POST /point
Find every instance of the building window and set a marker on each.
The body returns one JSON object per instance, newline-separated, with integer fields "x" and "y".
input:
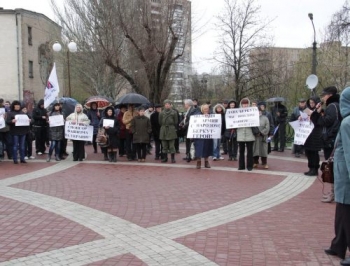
{"x": 31, "y": 75}
{"x": 30, "y": 36}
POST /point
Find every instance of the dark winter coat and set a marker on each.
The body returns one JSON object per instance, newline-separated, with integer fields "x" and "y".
{"x": 94, "y": 119}
{"x": 141, "y": 128}
{"x": 155, "y": 125}
{"x": 38, "y": 114}
{"x": 330, "y": 120}
{"x": 168, "y": 120}
{"x": 16, "y": 130}
{"x": 112, "y": 132}
{"x": 56, "y": 133}
{"x": 314, "y": 141}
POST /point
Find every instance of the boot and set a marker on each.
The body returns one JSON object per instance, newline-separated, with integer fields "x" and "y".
{"x": 199, "y": 164}
{"x": 206, "y": 163}
{"x": 165, "y": 158}
{"x": 173, "y": 158}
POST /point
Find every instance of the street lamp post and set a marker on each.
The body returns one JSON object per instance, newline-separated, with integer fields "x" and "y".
{"x": 72, "y": 48}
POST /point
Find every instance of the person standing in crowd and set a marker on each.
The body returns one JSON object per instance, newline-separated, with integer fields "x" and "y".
{"x": 245, "y": 138}
{"x": 28, "y": 146}
{"x": 40, "y": 127}
{"x": 203, "y": 147}
{"x": 294, "y": 117}
{"x": 168, "y": 120}
{"x": 280, "y": 113}
{"x": 78, "y": 117}
{"x": 156, "y": 130}
{"x": 330, "y": 122}
{"x": 341, "y": 241}
{"x": 5, "y": 137}
{"x": 260, "y": 143}
{"x": 56, "y": 134}
{"x": 18, "y": 133}
{"x": 122, "y": 131}
{"x": 141, "y": 130}
{"x": 190, "y": 110}
{"x": 95, "y": 117}
{"x": 112, "y": 133}
{"x": 127, "y": 118}
{"x": 219, "y": 109}
{"x": 231, "y": 137}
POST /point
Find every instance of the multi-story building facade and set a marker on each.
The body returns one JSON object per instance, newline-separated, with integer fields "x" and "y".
{"x": 26, "y": 57}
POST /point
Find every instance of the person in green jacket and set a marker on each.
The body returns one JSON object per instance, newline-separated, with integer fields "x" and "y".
{"x": 168, "y": 121}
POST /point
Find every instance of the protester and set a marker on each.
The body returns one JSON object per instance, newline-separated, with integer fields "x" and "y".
{"x": 203, "y": 147}
{"x": 95, "y": 117}
{"x": 313, "y": 143}
{"x": 294, "y": 117}
{"x": 156, "y": 130}
{"x": 245, "y": 138}
{"x": 127, "y": 118}
{"x": 56, "y": 134}
{"x": 141, "y": 129}
{"x": 78, "y": 117}
{"x": 260, "y": 143}
{"x": 341, "y": 241}
{"x": 122, "y": 131}
{"x": 231, "y": 137}
{"x": 219, "y": 109}
{"x": 279, "y": 114}
{"x": 18, "y": 133}
{"x": 168, "y": 120}
{"x": 330, "y": 121}
{"x": 112, "y": 133}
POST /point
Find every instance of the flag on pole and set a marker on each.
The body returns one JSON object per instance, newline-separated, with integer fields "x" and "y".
{"x": 52, "y": 89}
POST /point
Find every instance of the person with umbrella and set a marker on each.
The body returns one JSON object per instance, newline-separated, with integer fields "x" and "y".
{"x": 168, "y": 120}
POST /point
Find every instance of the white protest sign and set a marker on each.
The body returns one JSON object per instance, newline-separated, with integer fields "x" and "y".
{"x": 2, "y": 122}
{"x": 204, "y": 127}
{"x": 302, "y": 130}
{"x": 56, "y": 120}
{"x": 78, "y": 131}
{"x": 108, "y": 122}
{"x": 22, "y": 120}
{"x": 242, "y": 117}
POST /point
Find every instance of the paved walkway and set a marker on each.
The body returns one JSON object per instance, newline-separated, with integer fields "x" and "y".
{"x": 129, "y": 213}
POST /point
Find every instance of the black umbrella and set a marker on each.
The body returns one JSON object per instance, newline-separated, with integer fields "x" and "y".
{"x": 275, "y": 99}
{"x": 132, "y": 98}
{"x": 68, "y": 105}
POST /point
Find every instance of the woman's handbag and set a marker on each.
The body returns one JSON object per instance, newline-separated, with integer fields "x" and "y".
{"x": 102, "y": 138}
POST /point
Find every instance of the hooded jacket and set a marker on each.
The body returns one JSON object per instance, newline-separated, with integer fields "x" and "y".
{"x": 342, "y": 152}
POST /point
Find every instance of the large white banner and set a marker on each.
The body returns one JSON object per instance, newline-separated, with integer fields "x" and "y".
{"x": 52, "y": 89}
{"x": 78, "y": 131}
{"x": 204, "y": 127}
{"x": 22, "y": 120}
{"x": 242, "y": 117}
{"x": 302, "y": 130}
{"x": 56, "y": 120}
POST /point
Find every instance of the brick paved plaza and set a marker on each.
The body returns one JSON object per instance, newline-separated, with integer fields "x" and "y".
{"x": 129, "y": 213}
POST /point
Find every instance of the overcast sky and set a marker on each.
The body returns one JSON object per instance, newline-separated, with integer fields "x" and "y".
{"x": 291, "y": 26}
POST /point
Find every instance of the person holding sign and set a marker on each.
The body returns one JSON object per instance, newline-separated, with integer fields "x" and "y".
{"x": 112, "y": 133}
{"x": 56, "y": 132}
{"x": 313, "y": 143}
{"x": 245, "y": 138}
{"x": 17, "y": 132}
{"x": 78, "y": 117}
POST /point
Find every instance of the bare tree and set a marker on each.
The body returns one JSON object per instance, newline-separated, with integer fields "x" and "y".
{"x": 242, "y": 31}
{"x": 131, "y": 36}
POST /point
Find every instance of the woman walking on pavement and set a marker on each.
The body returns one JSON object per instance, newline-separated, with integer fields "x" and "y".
{"x": 168, "y": 120}
{"x": 112, "y": 133}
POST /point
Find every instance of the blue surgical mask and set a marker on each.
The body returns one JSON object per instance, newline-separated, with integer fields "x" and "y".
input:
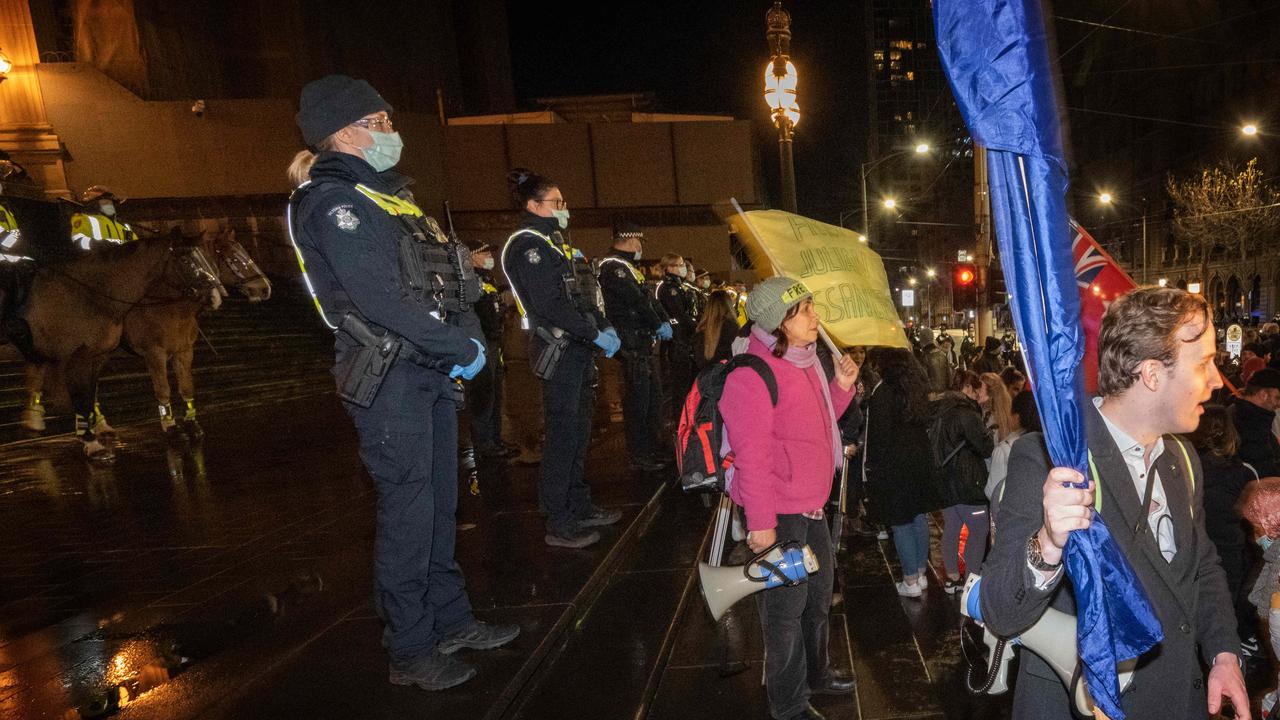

[Your objective]:
List every line in the records that contains the word "person", copying each one in full. Case counts.

[Result of this exercise]:
Find every instance of the person standing in crowd and set a marker on each.
Find every instance of the person in green jacket and set a marker on each.
Find every instance of the person with umbrella and set a marker on each.
Find every instance of the person holding sign and set a marker on each.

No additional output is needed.